----- Extrait à lire

AKAKI CHKHENKELI OU TCHKHENKELI
jeudi 1er février 2007, par Mirian Méloua

Akaki Tchenkéli est né en 1874 à Khoni (ou le 19 mai 1880 à Okoumi selon les sources) dans une famille noble. Il est tour à tour diplômé des universités de Kiev, Berlin et Londres, en droit et en littérature.

Il épouse Makriné Tourkia, née le 24 juillet 1880, à Soukhoumi. Ils adoptent, le 27 septembre 1910, devant le Tribunal civil de Tiflis, Alexis né le 1er juillet 1905 à Okoumi (1).

 

La politique


En 1898, Akaki Tchenkéli rejoint le mouvement social-démocrate.

En 1903, il prend parti pour la tendance menchévique.

En septembre 1912, il est élu député à la IVème Douma de Saint Petersbourg accordée par le tsar Nicolas II.

A l'étranger, il représente à plusieurs reprises la fraction menchévique du Parti ouvrier social-démocrate de Russie, dans lequel s'est fondu le Parti ouvrier social-démocrate géorgien (2).

 

L'homme d'Etat transcaucasien


En février 1917, il est membre du soviet de Tiflis et en juin, de l'Assemblée provisoire russe.

En novembre 1917, il devient ministre des Affaires étrangères du Haut Commissariat à la Transcaucasie (Arménie, Azerbaïdjan et Géorgie), qui déclare vouloir rester dans la Russie sans reconnaître l'autorité bolchévique ("ligne politique dite russophile" selon certains observateurs de l'époque).

Le 10 février 1918, une Assemblée provisoire de Transcaucasie (le Sejm, présidé par Nicolas Tchéidzé) est réunie à Tiflis : elle déclare, elle aussi, vouloir rester dans la Russie sans reconnaître l'autorité bolchévique. Le même jour, l'Empire ottoman lui envoie des propositions de négociation. Le 17 février, Lénine lui fait envoyer par Lev Karakhan (représentant soviétique aux négociations de Brest-Litovsk entre la Russie bolchévique et l'Empire allemand), une dépêche informant que sont cédés à l'Empire ottoman les districts géorgiens d'Ardahan, d'Artvin et de Batoumi et le district arménien de Kars (3).

Le Sejm désigne Akaki Tchenkéli pour conduire une délégation transcaucasienne : elle déclare ne pas reconnaître le traité de Brest-Litovsk et vouloir conserver ses frontières de 1914.

----------

Travail demandé
Reproduisez, s'il vous plaît, le passage de l'extrait sur Akaki Tchenkéli qui va de « En septembre 1912, il » jusqu'à « social-démocrate géorgien (2). ». Les lignes ci-après forment un matériau distinct de l'extrait.

----- Lignes fournies

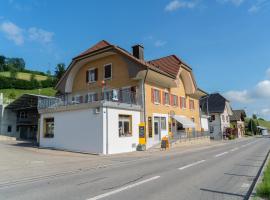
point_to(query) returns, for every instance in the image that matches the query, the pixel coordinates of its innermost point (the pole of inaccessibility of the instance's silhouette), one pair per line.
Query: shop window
(163, 123)
(150, 129)
(125, 123)
(49, 127)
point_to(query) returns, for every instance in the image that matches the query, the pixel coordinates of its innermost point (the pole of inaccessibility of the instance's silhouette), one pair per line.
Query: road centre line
(192, 164)
(123, 188)
(221, 154)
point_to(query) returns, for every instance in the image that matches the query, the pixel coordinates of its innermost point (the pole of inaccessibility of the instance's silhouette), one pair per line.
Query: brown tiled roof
(169, 64)
(99, 45)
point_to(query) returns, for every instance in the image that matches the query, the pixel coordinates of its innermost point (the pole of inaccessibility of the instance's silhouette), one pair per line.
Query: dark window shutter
(96, 74)
(87, 76)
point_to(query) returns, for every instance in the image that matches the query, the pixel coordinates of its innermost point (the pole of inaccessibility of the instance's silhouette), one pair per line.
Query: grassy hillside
(17, 92)
(24, 76)
(264, 123)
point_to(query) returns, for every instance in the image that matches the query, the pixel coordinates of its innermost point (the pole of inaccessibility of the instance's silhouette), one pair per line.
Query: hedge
(8, 83)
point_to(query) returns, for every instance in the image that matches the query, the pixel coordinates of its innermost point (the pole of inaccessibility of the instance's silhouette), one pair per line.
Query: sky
(226, 42)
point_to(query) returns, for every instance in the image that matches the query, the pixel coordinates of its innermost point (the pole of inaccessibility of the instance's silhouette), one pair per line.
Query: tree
(48, 73)
(59, 71)
(15, 63)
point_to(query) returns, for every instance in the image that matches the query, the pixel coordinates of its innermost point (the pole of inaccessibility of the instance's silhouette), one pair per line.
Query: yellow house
(106, 92)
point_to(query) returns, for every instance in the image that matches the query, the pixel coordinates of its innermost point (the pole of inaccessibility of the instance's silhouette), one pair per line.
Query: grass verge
(263, 189)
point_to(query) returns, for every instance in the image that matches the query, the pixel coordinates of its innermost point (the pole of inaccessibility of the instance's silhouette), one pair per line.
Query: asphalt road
(219, 172)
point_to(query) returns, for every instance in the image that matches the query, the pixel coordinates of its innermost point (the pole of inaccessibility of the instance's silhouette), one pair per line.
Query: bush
(8, 83)
(263, 189)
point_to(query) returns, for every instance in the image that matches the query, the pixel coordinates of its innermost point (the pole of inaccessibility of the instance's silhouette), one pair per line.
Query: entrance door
(157, 128)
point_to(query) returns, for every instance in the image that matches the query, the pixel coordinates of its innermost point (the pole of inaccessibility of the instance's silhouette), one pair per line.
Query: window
(49, 127)
(191, 104)
(211, 129)
(23, 115)
(108, 71)
(125, 126)
(163, 123)
(223, 118)
(92, 75)
(91, 97)
(166, 98)
(156, 96)
(174, 100)
(183, 102)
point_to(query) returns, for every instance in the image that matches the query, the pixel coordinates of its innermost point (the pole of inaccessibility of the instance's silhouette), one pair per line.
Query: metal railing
(118, 96)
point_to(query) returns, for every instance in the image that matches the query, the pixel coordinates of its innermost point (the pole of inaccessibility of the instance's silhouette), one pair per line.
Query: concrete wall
(78, 130)
(7, 118)
(118, 144)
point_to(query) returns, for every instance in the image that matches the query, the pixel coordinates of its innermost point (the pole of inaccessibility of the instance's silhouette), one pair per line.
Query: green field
(264, 123)
(25, 76)
(17, 92)
(263, 189)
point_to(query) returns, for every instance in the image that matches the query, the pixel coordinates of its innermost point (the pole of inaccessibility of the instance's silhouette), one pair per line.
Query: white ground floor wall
(89, 131)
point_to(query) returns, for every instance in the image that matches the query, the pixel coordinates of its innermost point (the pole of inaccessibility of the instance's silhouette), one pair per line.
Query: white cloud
(234, 2)
(40, 35)
(268, 73)
(239, 96)
(177, 4)
(12, 32)
(160, 43)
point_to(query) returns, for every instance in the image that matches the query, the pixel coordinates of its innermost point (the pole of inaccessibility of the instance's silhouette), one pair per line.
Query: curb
(258, 179)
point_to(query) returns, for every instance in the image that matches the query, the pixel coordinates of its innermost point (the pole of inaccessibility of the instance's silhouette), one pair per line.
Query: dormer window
(107, 71)
(92, 75)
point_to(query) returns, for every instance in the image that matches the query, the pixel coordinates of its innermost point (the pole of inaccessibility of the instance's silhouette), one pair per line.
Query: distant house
(219, 110)
(238, 121)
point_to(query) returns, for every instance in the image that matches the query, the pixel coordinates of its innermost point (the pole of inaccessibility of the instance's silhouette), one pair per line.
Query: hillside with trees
(16, 79)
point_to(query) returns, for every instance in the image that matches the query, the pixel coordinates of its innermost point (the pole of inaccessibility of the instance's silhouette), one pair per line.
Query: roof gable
(101, 44)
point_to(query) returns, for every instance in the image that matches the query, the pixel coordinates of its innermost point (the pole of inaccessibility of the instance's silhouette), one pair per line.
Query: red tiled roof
(99, 45)
(169, 64)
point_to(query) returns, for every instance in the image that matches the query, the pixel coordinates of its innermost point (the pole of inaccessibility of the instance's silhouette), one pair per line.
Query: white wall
(118, 144)
(78, 130)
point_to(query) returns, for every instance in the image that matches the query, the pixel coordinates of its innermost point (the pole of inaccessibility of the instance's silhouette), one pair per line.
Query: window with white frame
(124, 125)
(108, 71)
(163, 123)
(92, 75)
(156, 96)
(91, 97)
(174, 100)
(48, 127)
(183, 102)
(191, 104)
(167, 98)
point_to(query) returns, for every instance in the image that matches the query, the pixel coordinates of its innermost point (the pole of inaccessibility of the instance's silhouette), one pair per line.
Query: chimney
(137, 51)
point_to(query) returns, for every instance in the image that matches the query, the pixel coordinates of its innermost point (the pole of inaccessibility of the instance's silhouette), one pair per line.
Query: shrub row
(8, 83)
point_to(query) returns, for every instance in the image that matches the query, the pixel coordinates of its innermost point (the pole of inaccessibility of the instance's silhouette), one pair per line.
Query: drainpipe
(144, 109)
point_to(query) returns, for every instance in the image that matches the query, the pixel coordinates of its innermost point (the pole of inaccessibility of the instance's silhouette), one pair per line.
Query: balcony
(114, 97)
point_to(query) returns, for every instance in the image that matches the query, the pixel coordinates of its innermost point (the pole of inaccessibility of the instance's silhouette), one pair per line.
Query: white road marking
(192, 164)
(221, 154)
(123, 188)
(234, 149)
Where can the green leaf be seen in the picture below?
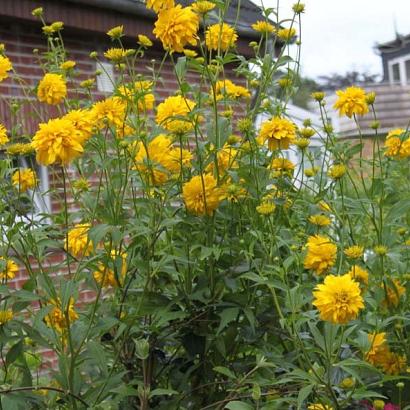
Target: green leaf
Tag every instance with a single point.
(227, 316)
(225, 371)
(238, 405)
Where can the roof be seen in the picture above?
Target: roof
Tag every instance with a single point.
(249, 12)
(394, 45)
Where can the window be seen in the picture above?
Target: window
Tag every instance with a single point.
(396, 73)
(105, 81)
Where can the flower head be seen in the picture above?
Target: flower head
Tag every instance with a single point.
(77, 242)
(144, 41)
(116, 32)
(158, 5)
(24, 179)
(338, 299)
(337, 171)
(351, 101)
(359, 274)
(321, 254)
(220, 37)
(5, 66)
(177, 27)
(172, 114)
(319, 220)
(5, 316)
(202, 6)
(201, 194)
(57, 141)
(354, 251)
(10, 269)
(4, 139)
(279, 132)
(263, 27)
(286, 34)
(52, 89)
(266, 208)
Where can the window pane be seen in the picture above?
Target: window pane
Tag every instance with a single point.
(396, 72)
(407, 64)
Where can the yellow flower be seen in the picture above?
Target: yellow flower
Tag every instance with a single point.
(110, 111)
(87, 83)
(4, 139)
(77, 242)
(351, 101)
(57, 26)
(311, 172)
(286, 34)
(162, 160)
(19, 148)
(396, 144)
(10, 269)
(318, 95)
(394, 291)
(354, 251)
(220, 36)
(67, 65)
(302, 143)
(323, 206)
(5, 66)
(57, 141)
(263, 27)
(338, 299)
(202, 6)
(359, 274)
(176, 27)
(115, 54)
(57, 319)
(282, 166)
(52, 89)
(175, 106)
(116, 32)
(144, 41)
(158, 5)
(228, 88)
(83, 121)
(114, 273)
(5, 316)
(319, 220)
(319, 406)
(321, 254)
(266, 208)
(279, 132)
(337, 171)
(393, 363)
(24, 179)
(81, 184)
(201, 194)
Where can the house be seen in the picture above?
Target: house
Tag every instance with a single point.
(392, 94)
(85, 25)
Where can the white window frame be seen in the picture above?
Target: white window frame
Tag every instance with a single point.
(402, 69)
(105, 81)
(41, 197)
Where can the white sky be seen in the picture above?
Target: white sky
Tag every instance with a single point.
(339, 35)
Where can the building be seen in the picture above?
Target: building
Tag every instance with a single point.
(392, 94)
(85, 25)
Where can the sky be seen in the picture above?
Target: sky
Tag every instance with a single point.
(340, 35)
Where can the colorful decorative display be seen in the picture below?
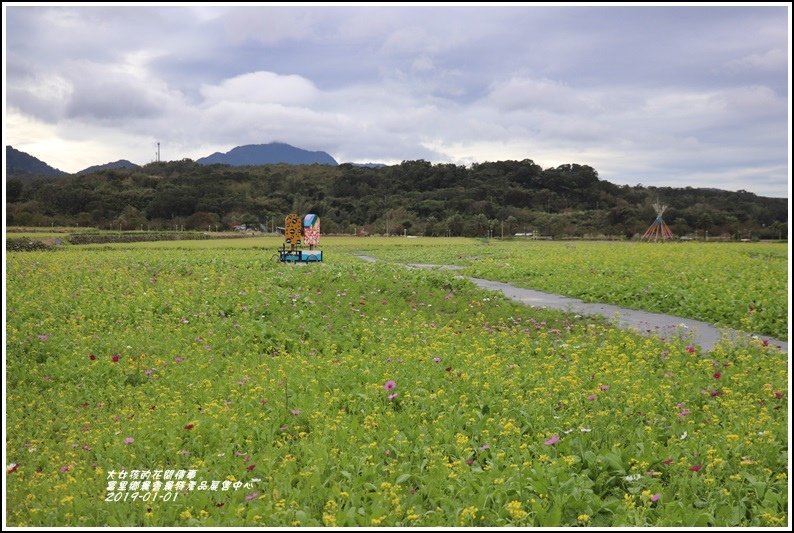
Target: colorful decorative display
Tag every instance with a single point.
(311, 230)
(292, 230)
(658, 229)
(296, 232)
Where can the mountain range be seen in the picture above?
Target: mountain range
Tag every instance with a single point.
(22, 165)
(264, 154)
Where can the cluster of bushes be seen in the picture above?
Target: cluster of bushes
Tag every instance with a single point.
(26, 245)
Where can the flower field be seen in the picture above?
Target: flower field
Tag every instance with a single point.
(737, 285)
(204, 384)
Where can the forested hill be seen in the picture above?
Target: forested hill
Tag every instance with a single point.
(26, 166)
(415, 197)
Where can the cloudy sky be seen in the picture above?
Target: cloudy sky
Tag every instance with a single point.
(668, 96)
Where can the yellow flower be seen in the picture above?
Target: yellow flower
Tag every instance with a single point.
(515, 510)
(469, 513)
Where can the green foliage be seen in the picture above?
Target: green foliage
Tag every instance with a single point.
(502, 197)
(737, 285)
(210, 356)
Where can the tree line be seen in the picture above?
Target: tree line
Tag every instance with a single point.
(414, 197)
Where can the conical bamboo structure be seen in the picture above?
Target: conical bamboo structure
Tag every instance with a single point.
(658, 230)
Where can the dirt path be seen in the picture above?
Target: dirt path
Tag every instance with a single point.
(665, 326)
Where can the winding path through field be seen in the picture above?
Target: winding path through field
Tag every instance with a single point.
(702, 333)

----------

Résultat obtenu
En septembre 1912, il est élu député à la IVème Douma de Saint Petersbourg accordée par le tsar Nicolas II.

A l'étranger, il représente à plusieurs reprises la fraction menchévique du Parti ouvrier social-démocrate de Russie, dans lequel s'est fondu le Parti ouvrier social-démocrate géorgien (2).